- [Task details]:
Copy every item below, replacing each occurrence of "outline" with "polygon" and leaving everything else unchanged.

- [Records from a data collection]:
--------------------------------
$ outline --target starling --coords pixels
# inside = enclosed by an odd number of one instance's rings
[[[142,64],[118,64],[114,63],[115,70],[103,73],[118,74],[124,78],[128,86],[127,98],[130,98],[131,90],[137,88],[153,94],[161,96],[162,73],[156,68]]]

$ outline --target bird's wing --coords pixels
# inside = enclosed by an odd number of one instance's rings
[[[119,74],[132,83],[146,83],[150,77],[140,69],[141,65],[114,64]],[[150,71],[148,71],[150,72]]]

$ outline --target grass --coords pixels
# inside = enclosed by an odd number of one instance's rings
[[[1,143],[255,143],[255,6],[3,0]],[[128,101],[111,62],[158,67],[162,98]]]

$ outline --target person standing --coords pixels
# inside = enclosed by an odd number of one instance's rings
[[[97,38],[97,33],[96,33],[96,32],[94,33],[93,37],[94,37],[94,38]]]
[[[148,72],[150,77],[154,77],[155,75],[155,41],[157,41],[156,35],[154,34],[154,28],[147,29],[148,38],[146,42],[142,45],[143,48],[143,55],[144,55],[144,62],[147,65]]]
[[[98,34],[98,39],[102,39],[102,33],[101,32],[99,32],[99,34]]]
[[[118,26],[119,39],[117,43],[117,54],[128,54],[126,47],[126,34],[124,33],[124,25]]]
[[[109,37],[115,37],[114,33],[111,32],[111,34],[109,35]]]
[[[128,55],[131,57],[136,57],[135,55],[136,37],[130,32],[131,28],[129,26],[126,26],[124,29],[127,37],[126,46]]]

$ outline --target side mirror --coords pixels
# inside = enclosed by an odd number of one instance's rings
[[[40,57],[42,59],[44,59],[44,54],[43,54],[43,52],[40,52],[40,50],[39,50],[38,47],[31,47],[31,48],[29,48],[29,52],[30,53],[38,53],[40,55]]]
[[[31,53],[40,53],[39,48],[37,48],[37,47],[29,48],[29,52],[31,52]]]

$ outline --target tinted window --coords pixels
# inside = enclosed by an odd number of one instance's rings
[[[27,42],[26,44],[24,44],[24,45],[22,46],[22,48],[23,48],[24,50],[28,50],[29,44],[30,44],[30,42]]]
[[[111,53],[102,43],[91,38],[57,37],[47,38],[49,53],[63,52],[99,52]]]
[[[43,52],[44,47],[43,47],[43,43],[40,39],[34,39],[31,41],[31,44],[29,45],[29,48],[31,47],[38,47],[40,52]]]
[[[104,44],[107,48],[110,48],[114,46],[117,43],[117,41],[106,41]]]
--------------------------------
- [Response]:
$ polygon --target starling --coords pixels
# inside = enclosed by an odd number of one instance's rings
[[[142,64],[118,64],[114,63],[115,70],[103,73],[118,74],[124,78],[128,86],[127,98],[130,98],[131,90],[137,88],[153,94],[161,96],[162,73],[156,68]]]

$ polygon --target bird's wing --coords pixels
# inside = enclosed by an odd number of one instance's rings
[[[119,74],[132,83],[146,83],[150,77],[140,69],[141,65],[114,64]],[[150,71],[148,71],[150,72]]]

$ polygon --target grass --coords pixels
# inside = enclosed by an odd number of one instance's rings
[[[1,143],[255,143],[255,6],[3,0]],[[128,101],[111,62],[158,67],[162,98]]]

$ polygon --target person standing --coords pixels
# inside = enclosed by an odd number of one instance's rings
[[[97,38],[97,33],[96,33],[96,32],[94,33],[93,37],[94,37],[94,38]]]
[[[148,72],[150,77],[154,77],[155,75],[155,41],[157,41],[156,35],[154,34],[154,28],[147,29],[148,38],[146,42],[142,45],[143,48],[143,55],[144,55],[144,62],[147,65]]]
[[[98,34],[98,39],[102,39],[102,33],[101,32],[99,32],[99,34]]]
[[[118,26],[119,39],[117,43],[117,54],[128,54],[126,47],[126,34],[124,33],[124,25]]]
[[[109,37],[115,37],[114,33],[111,32],[111,34],[109,35]]]
[[[128,55],[131,57],[136,57],[135,55],[136,37],[130,32],[131,28],[129,26],[126,26],[124,29],[127,37],[126,46]]]

$ polygon --target side mirror --coords pixels
# inside = enclosed by an odd number of one instance's rings
[[[40,57],[42,59],[44,59],[44,54],[43,54],[43,52],[40,52],[40,50],[39,50],[38,47],[31,47],[31,48],[29,48],[29,52],[30,53],[38,53],[40,55]]]
[[[31,53],[40,53],[39,48],[37,48],[37,47],[29,48],[29,52],[31,52]]]

$ polygon --target tinted window --coords pixels
# inside = enclosed by an odd number of one instance's rings
[[[27,42],[26,44],[24,44],[24,45],[22,46],[22,48],[23,48],[24,50],[28,50],[29,44],[30,44],[30,42]]]
[[[111,53],[102,43],[91,38],[57,37],[47,38],[49,53],[63,52],[99,52]]]
[[[43,52],[44,47],[43,47],[43,43],[40,39],[34,39],[31,41],[31,44],[29,45],[29,48],[31,47],[38,47],[40,52]]]
[[[104,44],[107,48],[110,48],[114,46],[117,43],[117,41],[106,41]]]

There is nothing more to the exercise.